### Directions
Repeat every line of the following material exactly.

Stored data START

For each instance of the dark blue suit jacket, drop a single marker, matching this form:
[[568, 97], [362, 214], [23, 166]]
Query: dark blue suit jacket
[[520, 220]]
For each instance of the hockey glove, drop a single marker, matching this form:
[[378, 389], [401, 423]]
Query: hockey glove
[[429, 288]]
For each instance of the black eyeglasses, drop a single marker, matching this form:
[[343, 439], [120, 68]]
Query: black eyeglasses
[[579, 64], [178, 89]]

Stored data END

### Answer to this exercise
For each instance of the dark blue suit jacket, drop a single marker, matching this form:
[[568, 97], [362, 214], [23, 166]]
Query: dark blue suit jacket
[[520, 220]]
For each instance of the hockey glove, drop a single marker, matching this form:
[[378, 389], [401, 423]]
Query: hockey glove
[[429, 288]]
For each instance of the black eyeglasses, drop a single marker, matching this form:
[[343, 439], [120, 68]]
Query: black eyeglasses
[[579, 64], [178, 89]]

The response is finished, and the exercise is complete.